RECORDS TO USE =>
====

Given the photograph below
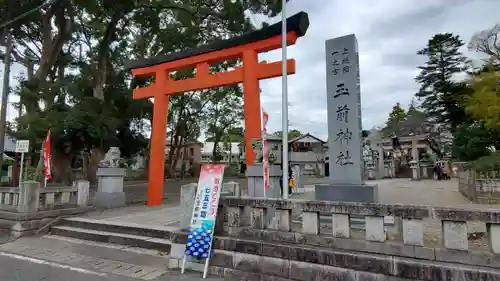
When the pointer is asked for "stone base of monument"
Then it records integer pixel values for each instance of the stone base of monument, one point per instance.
(346, 192)
(255, 178)
(110, 188)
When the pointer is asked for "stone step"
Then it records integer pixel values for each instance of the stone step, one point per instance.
(131, 240)
(118, 227)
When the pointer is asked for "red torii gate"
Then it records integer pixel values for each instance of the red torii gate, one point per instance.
(247, 46)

====

Find every line in the entries that includes the word "asked", then state how many there are and nothing else.

3